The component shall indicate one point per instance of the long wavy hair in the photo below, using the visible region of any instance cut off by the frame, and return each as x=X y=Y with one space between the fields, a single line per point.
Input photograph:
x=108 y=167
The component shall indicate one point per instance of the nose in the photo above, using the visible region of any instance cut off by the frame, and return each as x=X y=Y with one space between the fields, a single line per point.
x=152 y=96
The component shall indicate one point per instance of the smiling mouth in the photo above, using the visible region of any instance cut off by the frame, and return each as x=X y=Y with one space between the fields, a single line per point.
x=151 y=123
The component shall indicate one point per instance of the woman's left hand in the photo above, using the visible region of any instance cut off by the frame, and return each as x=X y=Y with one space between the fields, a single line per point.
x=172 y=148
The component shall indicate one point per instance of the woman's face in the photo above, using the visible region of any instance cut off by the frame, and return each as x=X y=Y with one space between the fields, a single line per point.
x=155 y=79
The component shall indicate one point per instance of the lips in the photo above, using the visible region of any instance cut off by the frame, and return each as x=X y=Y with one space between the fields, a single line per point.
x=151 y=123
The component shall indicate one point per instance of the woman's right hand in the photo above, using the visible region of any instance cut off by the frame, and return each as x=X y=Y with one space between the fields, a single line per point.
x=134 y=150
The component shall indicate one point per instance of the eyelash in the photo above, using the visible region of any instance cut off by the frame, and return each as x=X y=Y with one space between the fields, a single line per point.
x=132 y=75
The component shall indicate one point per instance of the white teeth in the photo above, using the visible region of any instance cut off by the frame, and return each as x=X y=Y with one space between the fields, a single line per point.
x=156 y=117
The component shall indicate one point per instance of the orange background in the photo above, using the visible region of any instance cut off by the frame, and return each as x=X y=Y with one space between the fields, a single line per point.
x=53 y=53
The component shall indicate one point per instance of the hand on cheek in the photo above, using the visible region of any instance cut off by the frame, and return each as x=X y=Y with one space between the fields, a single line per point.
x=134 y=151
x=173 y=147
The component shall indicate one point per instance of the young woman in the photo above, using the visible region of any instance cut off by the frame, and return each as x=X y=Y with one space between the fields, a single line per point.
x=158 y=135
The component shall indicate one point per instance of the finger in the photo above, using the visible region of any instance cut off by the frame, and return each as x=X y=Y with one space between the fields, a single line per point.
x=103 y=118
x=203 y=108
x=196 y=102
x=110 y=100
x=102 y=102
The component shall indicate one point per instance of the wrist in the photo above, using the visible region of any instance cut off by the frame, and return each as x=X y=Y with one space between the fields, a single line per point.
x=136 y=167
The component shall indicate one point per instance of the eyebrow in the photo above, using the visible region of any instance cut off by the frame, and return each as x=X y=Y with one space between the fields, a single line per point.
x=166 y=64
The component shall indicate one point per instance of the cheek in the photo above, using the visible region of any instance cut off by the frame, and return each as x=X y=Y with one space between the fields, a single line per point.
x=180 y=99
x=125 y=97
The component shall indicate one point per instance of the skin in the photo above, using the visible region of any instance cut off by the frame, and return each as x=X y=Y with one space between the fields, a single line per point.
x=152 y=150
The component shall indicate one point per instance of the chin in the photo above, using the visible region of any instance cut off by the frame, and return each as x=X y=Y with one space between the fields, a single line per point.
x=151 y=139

• [What is required]: Retype every record above exactly as it stands.

• [Output for this exercise]:
The component shall indicate one point per instance of the long wavy hair in the photo below, using the visible region of any instance cut off by the frame, and return each as x=X y=Y with one space between the fields, a single line per point.
Input photograph:
x=108 y=167
The component shall indicate one point per instance of the nose in the photo above, using the visible region of any instance cut off by the frame, and return each as x=X y=Y with one space between the fields, a single line per point.
x=152 y=96
The component shall indicate one point per instance of the smiling mouth in the photo above, using the visible region of any instance cut off by the frame, and return each as x=X y=Y with one space between the fields, a single line per point.
x=151 y=123
The component shall indicate one point per instance of the woman's left hand in the photo above, using the visible region of any instance cut off by the frame, and return each as x=X y=Y with one space between the fields, a single line per point.
x=172 y=148
The component shall indicate one point per instance of the woman's face in the photo above, using the visible region of any instance cut off by the frame, and return each as x=X y=Y with one space between the fields, a single line per point.
x=155 y=79
The component shall indicate one point per instance of the lips in the photo above, using the visible region of any instance cut off by the frame, and return each as x=X y=Y with one space between the fields, a single line per point.
x=151 y=123
The component shall indicate one point per instance of the woman's right hand in the photo above, using the visible region of any instance cut off by the frame, and return each as x=X y=Y with one space between the fields, a single line per point.
x=134 y=150
The component shall indicate one point per instance of the eyelash in the photo above, using the visible region of any instance cut off by the frame, and return each as x=X y=Y with one space between the fields, a single line per point.
x=132 y=75
The component shall indicate one point per instance of the white teeth in the photo above, using the visible region of any instance cut off by the frame, and return each as x=X y=Y with one space between the fields, a single line per point.
x=156 y=117
The component shall indicate one point per instance of the orange background in the photo above, using the visible region of any instance cut off by the frame, and return each as x=X y=Y with one space between the fields, a single line per point.
x=53 y=53
The component shall indicate one point per instance of the hand on cheek in the photo above, using the visible region of any instance cut off by the frame, and return each as x=X y=Y with one space between the fields, a single line per point.
x=134 y=151
x=173 y=147
The component shall indicate one point per instance of the young woman in the photo above, using the visible region of any instance cut off by the frame, and return each as x=X y=Y with one space between the fields, a single line per point.
x=158 y=135
The component shall indicate one point per instance of the finger in the photo above, using the visible region of any instance cut off by the frame, and return each as x=X y=Y with one space between the fields, a single line per point.
x=103 y=118
x=203 y=108
x=196 y=102
x=110 y=100
x=102 y=102
The component shall indicate one point per instance of the wrist in the photo above, using the visible region of any instance cut off by the frame, and return each as x=X y=Y with one space between the fields, a single line per point.
x=136 y=167
The component shall indicate one point per instance of the eyebrow in the photo above, using the visible region of any instance cut off by the frame, and return each as x=X y=Y with one space between the fields, a single line per point.
x=166 y=64
The component shall indicate one point per instance of the cheek in the photo above, using the visible region of any instance cut off by the frame, and return each as x=X y=Y with one space between the fields, a single line per point.
x=180 y=99
x=125 y=97
The component shall indicate one point per instance of the skin in the photo above, using the visible region of any instance cut off by the frame, and return each as x=X y=Y with one space between the fields, a single line per point.
x=152 y=150
The component shall indicate one point per instance of the chin in the photo above, using the visible region of any instance cut off by the frame, and return each as x=X y=Y with one space between the fields, a single line per point.
x=151 y=139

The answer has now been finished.